>>>
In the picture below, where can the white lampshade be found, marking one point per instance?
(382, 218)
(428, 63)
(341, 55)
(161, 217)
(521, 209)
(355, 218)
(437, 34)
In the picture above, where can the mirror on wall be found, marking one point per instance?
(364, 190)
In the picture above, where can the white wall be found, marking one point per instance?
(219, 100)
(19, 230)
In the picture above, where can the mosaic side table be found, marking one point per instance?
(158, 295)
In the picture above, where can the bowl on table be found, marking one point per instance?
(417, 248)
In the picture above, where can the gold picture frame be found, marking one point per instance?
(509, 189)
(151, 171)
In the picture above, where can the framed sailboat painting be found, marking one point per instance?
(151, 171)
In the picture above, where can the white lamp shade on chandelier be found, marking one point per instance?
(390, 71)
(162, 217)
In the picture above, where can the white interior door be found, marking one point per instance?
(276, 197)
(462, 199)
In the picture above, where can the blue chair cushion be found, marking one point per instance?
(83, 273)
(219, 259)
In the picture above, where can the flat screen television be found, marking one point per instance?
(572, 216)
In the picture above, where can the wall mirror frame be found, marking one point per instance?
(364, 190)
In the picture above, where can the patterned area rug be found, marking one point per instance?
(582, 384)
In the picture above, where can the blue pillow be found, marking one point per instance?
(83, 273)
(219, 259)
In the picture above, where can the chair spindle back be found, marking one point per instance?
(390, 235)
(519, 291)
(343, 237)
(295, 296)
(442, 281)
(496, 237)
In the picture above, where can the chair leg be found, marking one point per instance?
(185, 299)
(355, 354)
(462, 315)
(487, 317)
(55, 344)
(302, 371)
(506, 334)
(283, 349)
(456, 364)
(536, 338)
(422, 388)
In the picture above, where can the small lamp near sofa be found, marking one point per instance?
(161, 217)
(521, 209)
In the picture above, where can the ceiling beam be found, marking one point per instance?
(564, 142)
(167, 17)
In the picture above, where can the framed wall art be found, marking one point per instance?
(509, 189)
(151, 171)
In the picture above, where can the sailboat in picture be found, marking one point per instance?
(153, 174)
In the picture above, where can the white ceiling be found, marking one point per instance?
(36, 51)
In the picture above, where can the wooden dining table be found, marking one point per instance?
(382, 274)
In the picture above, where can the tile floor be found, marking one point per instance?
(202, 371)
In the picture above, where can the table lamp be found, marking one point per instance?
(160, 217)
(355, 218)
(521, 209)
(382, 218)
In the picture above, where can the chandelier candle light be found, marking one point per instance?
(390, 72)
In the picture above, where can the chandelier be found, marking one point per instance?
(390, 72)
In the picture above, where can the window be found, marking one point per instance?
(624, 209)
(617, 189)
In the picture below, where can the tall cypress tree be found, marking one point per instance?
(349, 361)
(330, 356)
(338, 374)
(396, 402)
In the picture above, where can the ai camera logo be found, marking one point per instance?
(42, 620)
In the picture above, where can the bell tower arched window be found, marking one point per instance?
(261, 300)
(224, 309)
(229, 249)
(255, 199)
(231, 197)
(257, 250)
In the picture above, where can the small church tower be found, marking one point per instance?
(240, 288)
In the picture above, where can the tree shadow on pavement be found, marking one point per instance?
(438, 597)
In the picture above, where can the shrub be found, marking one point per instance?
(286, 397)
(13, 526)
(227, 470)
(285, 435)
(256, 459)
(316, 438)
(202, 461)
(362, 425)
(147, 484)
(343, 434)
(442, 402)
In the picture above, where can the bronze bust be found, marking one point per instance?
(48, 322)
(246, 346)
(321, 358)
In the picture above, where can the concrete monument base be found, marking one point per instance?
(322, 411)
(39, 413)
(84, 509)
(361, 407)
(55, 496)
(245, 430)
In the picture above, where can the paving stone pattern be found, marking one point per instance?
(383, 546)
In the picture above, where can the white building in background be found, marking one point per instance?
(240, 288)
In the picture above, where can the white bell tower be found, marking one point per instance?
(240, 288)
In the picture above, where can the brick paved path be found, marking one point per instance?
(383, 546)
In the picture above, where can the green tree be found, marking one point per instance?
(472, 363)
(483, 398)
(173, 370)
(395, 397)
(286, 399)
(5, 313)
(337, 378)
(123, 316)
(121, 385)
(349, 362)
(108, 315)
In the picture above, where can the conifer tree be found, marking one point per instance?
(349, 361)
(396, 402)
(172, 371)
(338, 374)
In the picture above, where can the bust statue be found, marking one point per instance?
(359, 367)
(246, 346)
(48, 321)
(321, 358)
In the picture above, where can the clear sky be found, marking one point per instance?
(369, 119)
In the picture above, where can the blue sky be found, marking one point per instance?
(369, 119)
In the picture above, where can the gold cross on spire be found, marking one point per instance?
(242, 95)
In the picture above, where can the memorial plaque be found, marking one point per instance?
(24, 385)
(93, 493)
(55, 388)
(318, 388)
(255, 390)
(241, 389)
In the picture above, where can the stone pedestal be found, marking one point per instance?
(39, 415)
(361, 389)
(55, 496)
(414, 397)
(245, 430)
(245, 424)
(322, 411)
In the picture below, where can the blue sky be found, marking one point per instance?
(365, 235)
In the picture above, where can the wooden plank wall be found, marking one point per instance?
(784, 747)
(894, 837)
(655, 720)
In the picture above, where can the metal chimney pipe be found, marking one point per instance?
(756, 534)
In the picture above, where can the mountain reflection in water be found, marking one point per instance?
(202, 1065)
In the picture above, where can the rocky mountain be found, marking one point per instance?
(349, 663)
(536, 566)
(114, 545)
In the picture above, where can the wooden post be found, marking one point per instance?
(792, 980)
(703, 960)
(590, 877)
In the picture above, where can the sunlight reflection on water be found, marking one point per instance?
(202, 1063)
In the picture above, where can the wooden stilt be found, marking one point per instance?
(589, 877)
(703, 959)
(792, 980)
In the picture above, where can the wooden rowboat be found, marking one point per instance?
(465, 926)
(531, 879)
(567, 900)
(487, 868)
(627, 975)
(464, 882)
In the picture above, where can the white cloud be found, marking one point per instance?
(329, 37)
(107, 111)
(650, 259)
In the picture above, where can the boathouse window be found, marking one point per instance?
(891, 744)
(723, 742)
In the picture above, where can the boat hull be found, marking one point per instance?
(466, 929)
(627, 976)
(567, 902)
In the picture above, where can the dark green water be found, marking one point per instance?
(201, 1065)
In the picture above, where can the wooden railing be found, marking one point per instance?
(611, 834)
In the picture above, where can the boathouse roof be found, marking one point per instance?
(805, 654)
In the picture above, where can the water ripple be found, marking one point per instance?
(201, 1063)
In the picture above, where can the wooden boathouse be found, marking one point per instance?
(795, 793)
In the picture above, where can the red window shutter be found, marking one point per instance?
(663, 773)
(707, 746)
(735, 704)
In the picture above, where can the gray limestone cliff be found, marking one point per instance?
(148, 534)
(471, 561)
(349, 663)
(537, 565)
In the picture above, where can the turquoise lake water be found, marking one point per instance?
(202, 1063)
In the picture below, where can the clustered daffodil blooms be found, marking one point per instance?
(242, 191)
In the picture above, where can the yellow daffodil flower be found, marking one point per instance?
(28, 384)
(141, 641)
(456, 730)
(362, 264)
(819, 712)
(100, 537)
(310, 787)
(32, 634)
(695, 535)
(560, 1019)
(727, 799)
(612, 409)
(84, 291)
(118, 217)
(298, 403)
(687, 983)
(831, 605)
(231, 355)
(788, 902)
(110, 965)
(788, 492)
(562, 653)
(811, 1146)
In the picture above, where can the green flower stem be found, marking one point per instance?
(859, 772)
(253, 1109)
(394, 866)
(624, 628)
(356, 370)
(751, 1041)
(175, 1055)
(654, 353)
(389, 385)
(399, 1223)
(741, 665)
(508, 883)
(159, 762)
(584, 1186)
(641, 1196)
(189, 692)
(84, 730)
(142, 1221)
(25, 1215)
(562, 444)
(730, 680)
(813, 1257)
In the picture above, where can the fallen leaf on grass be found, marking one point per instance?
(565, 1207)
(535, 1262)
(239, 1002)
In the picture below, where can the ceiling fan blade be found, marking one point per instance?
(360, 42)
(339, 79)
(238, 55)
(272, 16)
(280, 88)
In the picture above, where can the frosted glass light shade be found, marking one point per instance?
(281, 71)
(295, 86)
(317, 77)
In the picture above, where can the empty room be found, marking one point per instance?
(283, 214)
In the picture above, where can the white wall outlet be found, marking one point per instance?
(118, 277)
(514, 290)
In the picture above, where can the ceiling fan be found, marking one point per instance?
<<<
WHAT TO DO —
The line with "In the picture above, where can the white wall outlet" and all the lines after it in the records above are to be output exactly, with nothing added.

WRITTEN ANSWER —
In the picture above, where can the white wall outlet be found, marking one point per instance?
(118, 277)
(514, 290)
In the picture above, where can the ceiling fan be found, marking one point per instance?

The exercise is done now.